### DATASET EXCERPTS

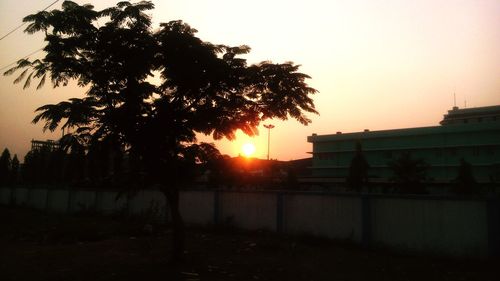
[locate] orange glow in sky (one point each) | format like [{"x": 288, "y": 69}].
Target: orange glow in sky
[{"x": 376, "y": 64}]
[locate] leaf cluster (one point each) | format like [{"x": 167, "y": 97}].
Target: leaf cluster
[{"x": 153, "y": 90}]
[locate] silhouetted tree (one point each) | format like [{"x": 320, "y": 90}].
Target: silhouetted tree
[
  {"x": 465, "y": 183},
  {"x": 203, "y": 88},
  {"x": 5, "y": 166},
  {"x": 358, "y": 170},
  {"x": 409, "y": 174}
]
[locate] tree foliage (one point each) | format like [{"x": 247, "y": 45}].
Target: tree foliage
[
  {"x": 199, "y": 87},
  {"x": 5, "y": 166}
]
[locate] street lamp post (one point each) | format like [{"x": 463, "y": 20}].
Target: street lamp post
[{"x": 268, "y": 127}]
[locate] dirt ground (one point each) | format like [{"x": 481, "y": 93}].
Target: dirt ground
[{"x": 38, "y": 246}]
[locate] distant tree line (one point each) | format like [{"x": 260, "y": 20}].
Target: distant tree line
[{"x": 409, "y": 175}]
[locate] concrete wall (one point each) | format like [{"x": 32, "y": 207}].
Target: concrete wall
[{"x": 444, "y": 226}]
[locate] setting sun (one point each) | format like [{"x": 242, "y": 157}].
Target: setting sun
[{"x": 248, "y": 149}]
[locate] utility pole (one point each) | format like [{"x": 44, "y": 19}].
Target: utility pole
[{"x": 268, "y": 127}]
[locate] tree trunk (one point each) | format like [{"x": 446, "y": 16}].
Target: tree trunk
[{"x": 172, "y": 195}]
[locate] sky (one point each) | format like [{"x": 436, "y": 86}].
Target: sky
[{"x": 377, "y": 64}]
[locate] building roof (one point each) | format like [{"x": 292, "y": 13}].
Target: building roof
[
  {"x": 475, "y": 114},
  {"x": 451, "y": 127}
]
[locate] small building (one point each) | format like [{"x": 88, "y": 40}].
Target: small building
[{"x": 472, "y": 134}]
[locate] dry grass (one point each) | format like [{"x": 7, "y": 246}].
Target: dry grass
[{"x": 36, "y": 246}]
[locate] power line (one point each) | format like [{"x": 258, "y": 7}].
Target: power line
[
  {"x": 1, "y": 69},
  {"x": 13, "y": 30}
]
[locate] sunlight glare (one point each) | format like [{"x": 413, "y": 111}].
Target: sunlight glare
[{"x": 248, "y": 149}]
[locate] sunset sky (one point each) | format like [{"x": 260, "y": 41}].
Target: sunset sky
[{"x": 376, "y": 64}]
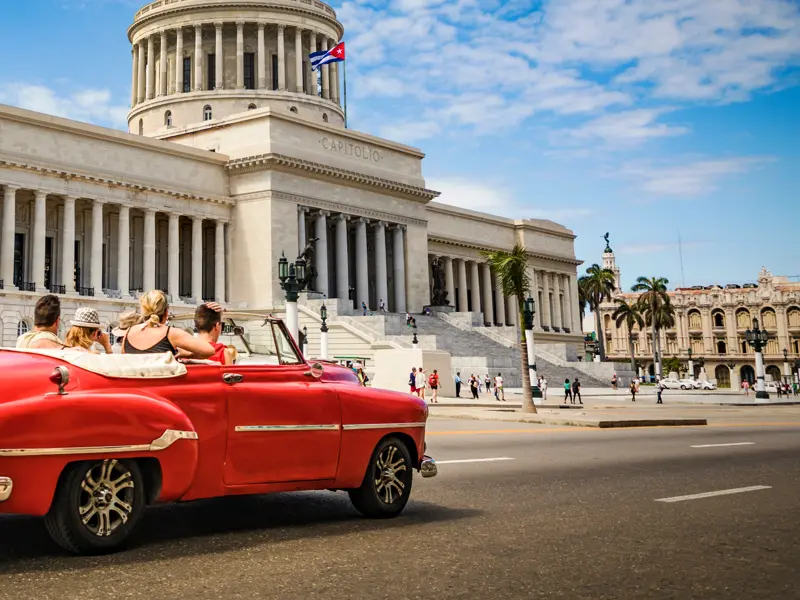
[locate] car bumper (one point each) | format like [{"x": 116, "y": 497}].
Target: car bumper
[
  {"x": 6, "y": 485},
  {"x": 427, "y": 467}
]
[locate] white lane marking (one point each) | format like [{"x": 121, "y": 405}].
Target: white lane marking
[
  {"x": 752, "y": 488},
  {"x": 723, "y": 445},
  {"x": 466, "y": 460}
]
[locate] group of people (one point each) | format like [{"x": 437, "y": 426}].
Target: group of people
[
  {"x": 419, "y": 380},
  {"x": 143, "y": 332}
]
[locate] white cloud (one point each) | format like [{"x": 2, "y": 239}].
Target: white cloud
[{"x": 92, "y": 105}]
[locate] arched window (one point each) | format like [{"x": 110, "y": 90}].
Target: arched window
[{"x": 23, "y": 327}]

### ACTIVITY
Retype each entry exactly as it appears, excluding any image.

### SOLUTION FOR THIS PROBLEM
[locate] orange glow in sky (one point each) | format like [{"x": 288, "y": 69}].
Target: orange glow in sky
[{"x": 376, "y": 64}]
[locate] leaf cluster (one point each) | format like [{"x": 167, "y": 97}].
Target: leaf cluster
[{"x": 153, "y": 90}]
[locate] silhouetted tree (one point each) | format like [{"x": 320, "y": 90}].
Target: silhouetted tree
[
  {"x": 465, "y": 183},
  {"x": 203, "y": 88},
  {"x": 5, "y": 166},
  {"x": 358, "y": 170},
  {"x": 409, "y": 174}
]
[locate] tree foliage (one point each) | format like [{"x": 247, "y": 45}].
Target: tree foliage
[
  {"x": 199, "y": 87},
  {"x": 5, "y": 166}
]
[locate] street lamp post (one point each) | format like [{"x": 463, "y": 20}].
Target: street lamp post
[{"x": 268, "y": 127}]
[locate] dirt ground (one point each) | format like [{"x": 481, "y": 93}].
Target: dirt ground
[{"x": 38, "y": 246}]
[locate] distant tree line (one point each) | format like [{"x": 260, "y": 20}].
Target: distant tree line
[{"x": 409, "y": 175}]
[locate] concrete wall (one point each) | format like [{"x": 32, "y": 207}].
Target: concrete wall
[{"x": 444, "y": 226}]
[locate] setting sun (one point each) | format like [{"x": 242, "y": 157}].
Target: setting sun
[{"x": 248, "y": 149}]
[locate] utility pole (one point each) | format like [{"x": 44, "y": 19}].
Target: utility pole
[{"x": 268, "y": 127}]
[locate] tree trunk (one point each) | format like [{"x": 446, "y": 16}].
Target: tree trunk
[{"x": 172, "y": 195}]
[locate] sky (one point each) | format like [{"x": 436, "y": 86}].
Target: sky
[{"x": 377, "y": 64}]
[locate] building roof (one point each) | format like [{"x": 292, "y": 13}].
Target: building roof
[
  {"x": 475, "y": 114},
  {"x": 451, "y": 127}
]
[locate] small building (one point each) | format like [{"x": 88, "y": 40}].
Target: small building
[{"x": 472, "y": 134}]
[locate] dry grass (one point each) | format like [{"x": 7, "y": 246}].
Target: dry grass
[{"x": 36, "y": 246}]
[locate] power line (one point each) | format like [{"x": 258, "y": 7}].
Target: power line
[
  {"x": 1, "y": 69},
  {"x": 13, "y": 30}
]
[locate] sunlight glare (one point each) | format like [{"x": 413, "y": 111}].
Target: sunlight glare
[{"x": 248, "y": 149}]
[locate] sunset sky (one point each) | format like [{"x": 260, "y": 41}].
Target: sunset sky
[{"x": 376, "y": 64}]
[locate] car bumper (one point each) | format like [{"x": 116, "y": 497}].
Target: car bumper
[
  {"x": 6, "y": 485},
  {"x": 427, "y": 467}
]
[locate] white lane marking (one point each) | format like [{"x": 121, "y": 405}].
Target: white lane marking
[
  {"x": 752, "y": 488},
  {"x": 723, "y": 445},
  {"x": 466, "y": 460}
]
[locate] group of people (one point each) | format like [{"x": 437, "y": 426}].
Target: group of people
[
  {"x": 419, "y": 380},
  {"x": 143, "y": 332}
]
[locate] white cloud (one point each) | format like [{"x": 2, "y": 239}].
Target: white cloud
[{"x": 92, "y": 105}]
[locate] arched window (one point each) | format like [{"x": 110, "y": 90}].
Target: arched window
[{"x": 23, "y": 327}]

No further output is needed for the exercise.